Source document:
------------------------------

Petisis, king of Athribis,
made his submission.
The only prince who still remained unsubdued was Tafnekht, the original
rebel. Tafnekht had fled after the fall of Memphis, and had taken refuge
either in one of the islands of the Delta, or beyond the seas, in Aradus
or Cyprus. But he saw that further resistance was vain; and that, if he
was to rule an Egyptian principality, it must be as a secondary monarch.
Accordingly he, too, submitted himself, and was restored to his former
kingdom. Piankhi returned up the Nile to his own city of Napata amid
songs and rejoicings--whether sincere or feigned, who shall say? His own
account of the matter is the following: "When His Majesty sailed up the
river, his heart was glad; all its banks resounded with music. The
inhabitants of the west and of the east betook themselves to making
melody at His Majesty's approach. To the notes of the music they sang,
'O king, thou conqueror! O Piankhi, thou conquering king! Thou hast come
and smitten Lower Egypt; thou madest the men as women. The heart of the
mother rejoices who bare such a son, for he who begat thee dwells in the
vale of death. Happiness be to thee, O cow that hast borne the Bull!

------------------------------

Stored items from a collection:
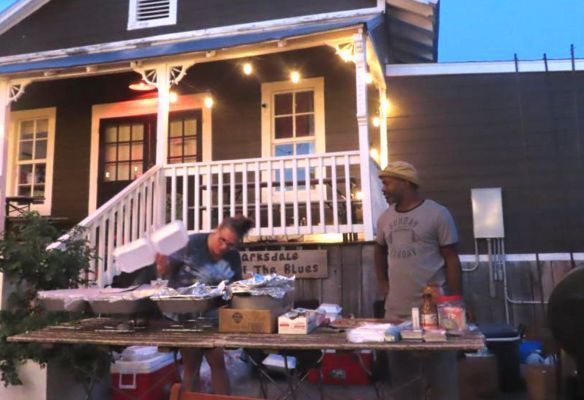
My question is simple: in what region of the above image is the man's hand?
[156,253,170,278]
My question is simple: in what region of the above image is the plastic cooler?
[479,323,524,392]
[308,350,373,385]
[110,351,178,400]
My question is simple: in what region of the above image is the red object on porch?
[308,350,373,385]
[111,354,178,400]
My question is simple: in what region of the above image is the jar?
[437,296,466,333]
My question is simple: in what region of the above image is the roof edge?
[385,58,584,78]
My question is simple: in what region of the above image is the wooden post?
[0,80,10,235]
[353,33,375,240]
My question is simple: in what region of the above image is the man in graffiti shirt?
[156,216,253,394]
[375,161,462,400]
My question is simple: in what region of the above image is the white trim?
[87,93,213,214]
[0,7,379,65]
[0,0,50,35]
[385,59,584,78]
[128,0,177,30]
[6,107,57,215]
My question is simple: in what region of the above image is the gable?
[0,0,377,56]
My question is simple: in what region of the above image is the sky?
[0,0,584,62]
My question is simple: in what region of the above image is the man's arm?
[440,244,462,296]
[374,243,389,298]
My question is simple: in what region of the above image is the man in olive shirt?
[375,161,462,400]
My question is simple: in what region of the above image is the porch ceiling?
[386,0,439,63]
[0,15,382,75]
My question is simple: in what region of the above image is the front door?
[97,110,202,207]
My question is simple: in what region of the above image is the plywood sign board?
[241,250,328,279]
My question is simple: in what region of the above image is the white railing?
[52,151,386,286]
[164,151,363,236]
[61,166,164,287]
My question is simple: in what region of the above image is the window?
[103,121,145,182]
[262,78,325,188]
[8,109,55,214]
[128,0,178,30]
[168,110,201,164]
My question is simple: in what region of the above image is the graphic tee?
[377,200,458,319]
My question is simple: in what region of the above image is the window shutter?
[136,0,171,22]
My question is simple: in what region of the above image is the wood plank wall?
[249,243,584,339]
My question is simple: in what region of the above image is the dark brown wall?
[12,47,358,222]
[0,0,376,55]
[388,73,584,253]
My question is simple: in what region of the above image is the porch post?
[353,32,375,240]
[379,82,389,169]
[0,80,10,235]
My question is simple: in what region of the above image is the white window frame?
[6,107,57,215]
[128,0,178,31]
[262,77,326,203]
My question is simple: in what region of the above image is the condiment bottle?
[420,286,438,329]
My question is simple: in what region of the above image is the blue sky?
[0,0,584,62]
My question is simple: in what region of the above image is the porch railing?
[164,151,363,236]
[51,151,384,286]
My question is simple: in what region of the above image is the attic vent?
[128,0,178,29]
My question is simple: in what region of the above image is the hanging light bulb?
[243,63,253,75]
[290,71,300,83]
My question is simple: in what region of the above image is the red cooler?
[110,346,178,400]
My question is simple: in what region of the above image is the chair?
[170,383,255,400]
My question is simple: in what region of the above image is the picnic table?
[8,318,485,351]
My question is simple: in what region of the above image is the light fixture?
[335,42,355,62]
[128,80,156,92]
[381,97,391,115]
[243,63,253,75]
[290,71,300,83]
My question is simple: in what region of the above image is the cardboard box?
[278,310,324,335]
[219,307,288,333]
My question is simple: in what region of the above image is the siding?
[0,0,376,56]
[12,47,358,223]
[388,73,584,253]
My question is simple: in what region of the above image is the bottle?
[420,286,438,329]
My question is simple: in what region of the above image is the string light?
[243,63,253,75]
[290,71,300,83]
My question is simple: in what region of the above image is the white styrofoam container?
[122,346,158,361]
[113,238,156,273]
[110,353,174,374]
[150,220,189,255]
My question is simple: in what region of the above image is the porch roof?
[0,15,383,74]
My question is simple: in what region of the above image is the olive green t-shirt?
[377,200,458,319]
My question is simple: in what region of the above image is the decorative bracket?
[133,62,194,88]
[8,80,32,104]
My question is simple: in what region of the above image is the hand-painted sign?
[241,250,328,278]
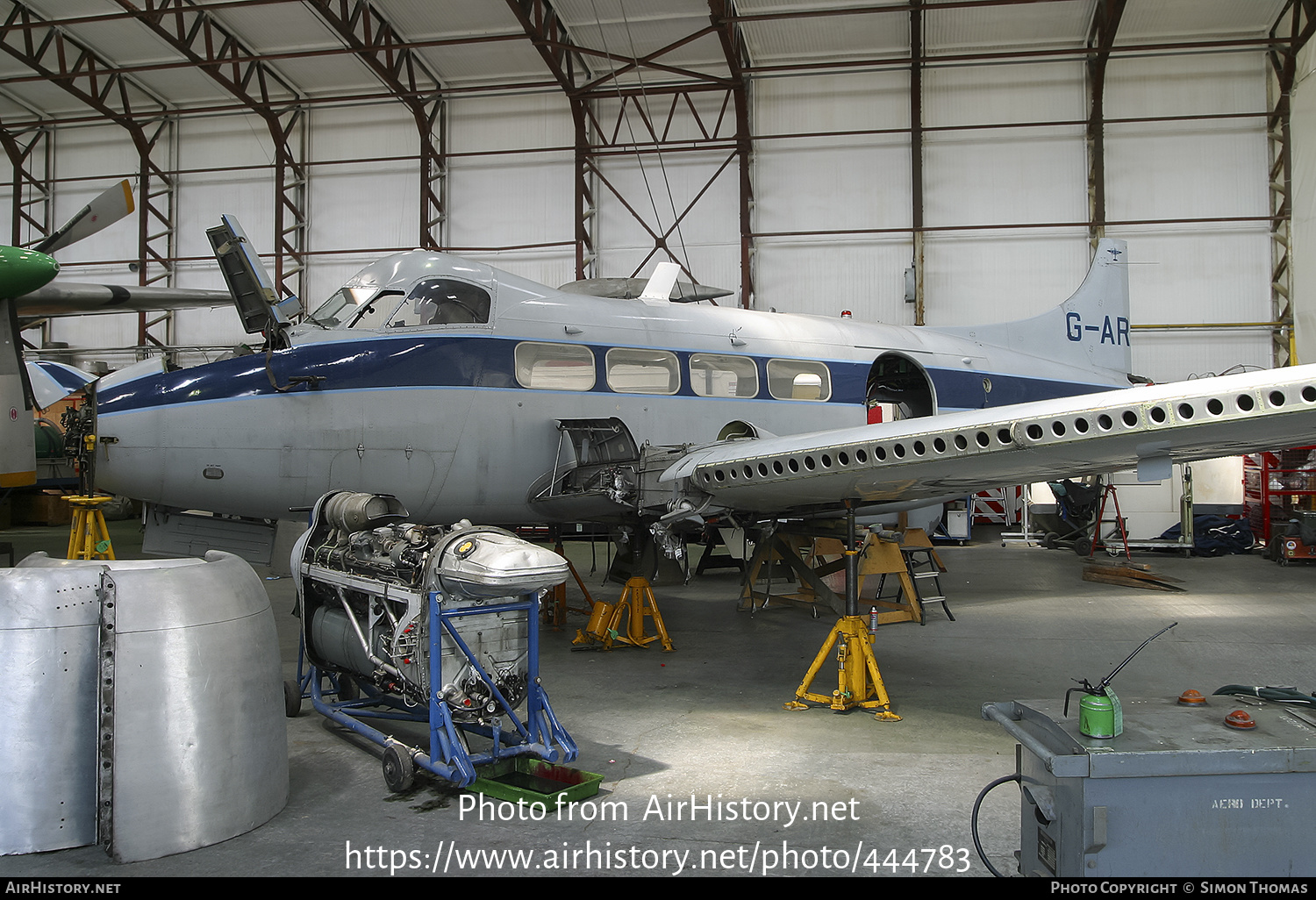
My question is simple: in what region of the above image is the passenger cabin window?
[389,278,492,328]
[768,360,832,400]
[516,341,594,391]
[608,347,681,394]
[690,353,758,397]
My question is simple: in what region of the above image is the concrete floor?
[0,523,1316,878]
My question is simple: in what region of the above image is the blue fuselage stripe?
[97,334,1111,415]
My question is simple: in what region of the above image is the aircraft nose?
[0,247,60,297]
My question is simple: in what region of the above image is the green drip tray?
[468,757,603,810]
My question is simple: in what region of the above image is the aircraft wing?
[661,366,1316,515]
[15,287,233,318]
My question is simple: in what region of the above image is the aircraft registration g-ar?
[7,208,1316,542]
[61,218,1316,542]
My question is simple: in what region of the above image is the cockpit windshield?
[389,278,492,328]
[311,278,494,331]
[311,287,403,328]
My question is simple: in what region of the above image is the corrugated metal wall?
[20,47,1270,381]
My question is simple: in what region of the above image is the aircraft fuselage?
[97,252,1128,524]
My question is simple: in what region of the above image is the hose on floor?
[969,773,1019,878]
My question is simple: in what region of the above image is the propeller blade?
[33,179,134,253]
[0,299,37,489]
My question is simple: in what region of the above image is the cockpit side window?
[389,278,494,328]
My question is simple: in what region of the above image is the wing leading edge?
[661,366,1316,515]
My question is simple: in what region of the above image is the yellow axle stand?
[786,616,900,723]
[65,495,115,560]
[571,578,676,653]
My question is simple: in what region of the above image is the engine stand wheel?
[283,682,302,718]
[384,744,416,794]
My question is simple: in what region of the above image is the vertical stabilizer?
[937,239,1134,376]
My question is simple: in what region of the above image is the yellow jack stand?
[786,616,900,723]
[571,578,676,653]
[65,495,115,560]
[544,541,594,631]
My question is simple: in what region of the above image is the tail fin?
[945,239,1134,375]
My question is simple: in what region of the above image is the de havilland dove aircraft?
[38,218,1316,555]
[11,208,1316,555]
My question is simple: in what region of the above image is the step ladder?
[1081,484,1134,562]
[900,547,955,624]
[876,528,955,625]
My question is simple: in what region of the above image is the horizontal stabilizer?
[662,366,1316,513]
[28,360,95,410]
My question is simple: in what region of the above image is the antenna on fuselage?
[640,262,681,303]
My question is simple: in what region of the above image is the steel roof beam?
[116,0,307,303]
[307,0,447,250]
[1087,0,1126,246]
[0,2,175,332]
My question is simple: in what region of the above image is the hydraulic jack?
[786,504,900,723]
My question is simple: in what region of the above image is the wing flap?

------------------------------

Required task 1: Retype the passage on Piankhi's conquest from "The only prince" up to and including "a secondary monarch.".
Required task 2: In the passage on Piankhi's conquest, which prince was the only one who still remained unsubdued?
Required task 3: State whether each statement agrees with the passage on Piankhi's conquest, answering yes or no and quoting the words of the passage that decide it. (a) Tafnekht fled after the fall of Memphis. (b) After submitting, Tafnekht was stripped of his kingdom. (c) Piankhi returned up the Nile to Napata.

Full solution 1:
The only prince who still remained unsubdued was Tafnekht, the original
rebel. Tafnekht had fled after the fall of Memphis, and had taken refuge
either in one of the islands of the Delta, or beyond the seas, in Aradus
or Cyprus. But he saw that further resistance was vain; and that, if he
was to rule an Egyptian principality, it must be as a secondary monarch.

Full solution 2: Tafnekht, the original rebel.

Full solution 3:
(a) Yes: "Tafnekht had fled after the fall of Memphis"
(b) No: "was restored to his former kingdom"
(c) Yes: "Piankhi returned up the Nile to his own city of Napata"